Optimal placement of wind turbines within wind farm using binary particle swarm optimization with time-varying acceleration coefficients

This paper proposes a binary particle swarm optimization (BPSO) with time-varying acceleration coefficients (TVAC) for solving optimal placement of wind turbines within a wind farm. The objective is to extract the maximum turbine power output in a minimum investment cost within a wind farm. The BPSO–TVAC algorithm is applied to 100 square cells test site considering uniform wind and non-uniform wind speed with variable direction characteristics. Linear wake model is used to calculate downstream wind speed. Test results indicate that BPSO–TVAC investment cost per installed power of both uniform and non-uniform wind speed with variable wind direction are lower than those obtained from genetic algorithm and evolutive algorithm, BPSO–TVIW (time-varying inertia weight factor), BPSO–RANDIW (random inertia weight factor) and BPSO–RTVIWAC (random time-varying inertia weight and acceleration coefficients), leading to maximum power extracted in a least investment cost manner.

========

- Exercises -
1) According to the wind turbine placement abstract, what model is used to calculate downstream wind speed?
2) Write the next paragraph of the wind turbine placement abstract, continuing after its final sentence.
The records are separate material, unrelated to the wind turbine placement abstract.

- Information supplied -
========

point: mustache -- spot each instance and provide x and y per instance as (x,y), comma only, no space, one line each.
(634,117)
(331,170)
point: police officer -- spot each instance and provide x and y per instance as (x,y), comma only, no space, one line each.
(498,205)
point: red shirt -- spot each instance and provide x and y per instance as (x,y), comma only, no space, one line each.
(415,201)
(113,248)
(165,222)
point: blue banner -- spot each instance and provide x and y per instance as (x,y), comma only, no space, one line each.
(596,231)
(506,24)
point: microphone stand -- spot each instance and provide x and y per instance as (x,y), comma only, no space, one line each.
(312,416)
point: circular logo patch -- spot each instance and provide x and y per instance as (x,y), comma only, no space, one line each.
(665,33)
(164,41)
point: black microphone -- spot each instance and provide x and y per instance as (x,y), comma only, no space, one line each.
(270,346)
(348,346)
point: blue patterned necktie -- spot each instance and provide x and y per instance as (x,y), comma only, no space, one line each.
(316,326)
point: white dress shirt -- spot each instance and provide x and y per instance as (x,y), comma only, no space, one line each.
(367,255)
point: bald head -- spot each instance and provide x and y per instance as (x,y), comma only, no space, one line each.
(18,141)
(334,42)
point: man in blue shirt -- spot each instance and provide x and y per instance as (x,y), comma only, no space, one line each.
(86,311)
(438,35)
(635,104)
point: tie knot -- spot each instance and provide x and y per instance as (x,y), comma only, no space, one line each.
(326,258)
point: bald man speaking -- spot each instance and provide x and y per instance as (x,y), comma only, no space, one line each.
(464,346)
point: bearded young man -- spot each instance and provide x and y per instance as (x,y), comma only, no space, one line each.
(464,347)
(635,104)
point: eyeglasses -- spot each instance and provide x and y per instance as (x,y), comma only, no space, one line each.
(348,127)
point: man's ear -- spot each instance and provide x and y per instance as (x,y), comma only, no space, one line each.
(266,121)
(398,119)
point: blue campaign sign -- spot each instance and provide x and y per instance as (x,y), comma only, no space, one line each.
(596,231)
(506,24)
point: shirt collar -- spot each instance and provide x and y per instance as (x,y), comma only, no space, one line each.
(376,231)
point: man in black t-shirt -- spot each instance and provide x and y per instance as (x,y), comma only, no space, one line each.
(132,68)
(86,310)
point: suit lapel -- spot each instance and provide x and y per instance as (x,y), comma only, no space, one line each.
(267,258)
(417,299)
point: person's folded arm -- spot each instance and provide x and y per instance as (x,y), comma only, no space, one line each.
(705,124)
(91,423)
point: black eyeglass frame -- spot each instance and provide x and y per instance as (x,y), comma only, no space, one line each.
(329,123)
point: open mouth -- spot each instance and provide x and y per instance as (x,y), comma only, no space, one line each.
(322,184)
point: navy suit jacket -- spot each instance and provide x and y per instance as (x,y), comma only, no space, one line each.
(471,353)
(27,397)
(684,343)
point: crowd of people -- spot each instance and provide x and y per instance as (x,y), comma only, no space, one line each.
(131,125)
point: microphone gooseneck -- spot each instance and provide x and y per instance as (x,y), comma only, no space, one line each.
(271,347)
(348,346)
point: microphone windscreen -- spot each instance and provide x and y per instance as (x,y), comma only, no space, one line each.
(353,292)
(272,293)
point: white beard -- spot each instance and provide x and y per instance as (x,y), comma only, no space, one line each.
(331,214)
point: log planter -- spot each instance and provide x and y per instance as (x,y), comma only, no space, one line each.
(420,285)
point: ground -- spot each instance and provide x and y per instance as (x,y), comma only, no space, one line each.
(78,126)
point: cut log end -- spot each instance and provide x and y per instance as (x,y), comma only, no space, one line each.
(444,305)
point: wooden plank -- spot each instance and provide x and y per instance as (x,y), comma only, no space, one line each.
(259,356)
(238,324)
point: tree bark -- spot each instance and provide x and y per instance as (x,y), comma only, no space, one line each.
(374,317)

========

- Answers given -
1) A linear wake model.

2)
► BPSO-TVAC is developed to solve an optimal placement of wind turbines within a wind farm. ► It yields a better investment cost per installed power than those obtained from genetic algorithm and evolutive algorithm, BPSO-TVIW, BPSO-RANDIW and BPSO-RTVIWAC. ► Wake combination model was improved for partial wake effect, multiple wake effect, and reduced velocity calculation.